◆ Source excerpt:
Eder must have to defend herself against the “d” word fairly often these

days. In the last 10 years the singer has knocked out audiences in the

Broadway production of the musical “Jekyll & Hyde” and released four solo

albums that have won her comparisons to the likes of Judy Garland and

Barbra Streisand. If she lacks a proper diva’s brassy assertiveness, Eder

has all the vocal credentials necessary for the title.Newport-Mesa

residents will get to turn an ear to her crooning Dec. 11 when she plays the Orange County Performing Arts Center’s Segerstrom Hall. The show

should give audiences a taste of the poppy but powerful voice Eder is

known for.

It’s a voice that the singer has, to a large degree, developed herself

based on the recordings she loved as a child.

Growing up, Eder received a record of American opera star Eileen Farrell

singing arias from a variety of different works. Eder didn’t know very

much about the material that was being performed: “I don’t really know

opera aside from the ones that everyone knows, the pop operas,” she said.

But the voice captured her imagination.

The 10-year-old Eder worked for a long time to emulate Farrell’s vocal

mannerisms. Then she saw “The Wizard of Oz” and everything changed.

Garland was suddenly the model to copy, but for a different reason.

“Garland, I didn’t feel I was trying to emulate [musically],” Eder said.

“What I learned from her more was a performing sensibility.”

The Garland approach to performance is one Eder contrasts with another of

her heroes: Streisand.

“Where Streisand is sort of ‘I’ll shut my eyes and you can watch me,’

Garland was an all-out performer: ‘I’ll give you all I’ve got. I’ll sing

away all night,”’ Eder said.

◆ Recorded data:
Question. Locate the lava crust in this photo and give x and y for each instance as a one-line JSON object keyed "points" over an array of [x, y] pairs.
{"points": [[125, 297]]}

◆ Short task:
How would the article above about the singer Eder go on? Continue it from the point where it stops.

◆ In response:
The latter approach, one that requires her to pour herself into work and

performance, is the one that Eder has adopted in her career.

She not only delivers exuberant work, but she’s also been doing so --

for the last decade, anyway -- at a pace that mere mortals and sub-divas

would almost certainly find overwhelming.

In addition to performing eight shows a week as the prostitute Lucy in

“Jekyll and Hyde,” for example, she also managed to run in the New York

City Marathon.

To promote her Altantic Records release “It’s Time,” Eder raced through

an 11-city tour while visibly pregnant. She won critical praise for the

alluring hump of her velvet-clad belly as much as for her singing.

Eder jokes that her career drive is the product of “either work ethic or

insanity.” More candidly, she admits she finds the instability of the

music business a motivating factor in her all-out performance campaign.

“Everyone kind of says that you never know how long you’ll be a public

darling,” she said. “And there’ll be a point in my life where I won’t

want to do this, because I’m a homebody.”

In Eder’s case, though, hanging around her Westchester homestead hardly

means getting away from the industry: she’s been married since 1998 to

Frank Wildhorn, who composed “Jekyll & Hyde,” “Civil War,” and other

Broadway productions.

Many of the songs that Wildhorn writes, including the material for

“Havana,” the musical he currently has in development, are tailored for

Eder’s distinct voice, she said.

“If you ask Frank, he says he writes all the female characters for all

his shows with me in mind,” Eder said. “He calls me his muse.”

Maybe that’s the appropriate term for this singer, then. Not a diva, a

muse.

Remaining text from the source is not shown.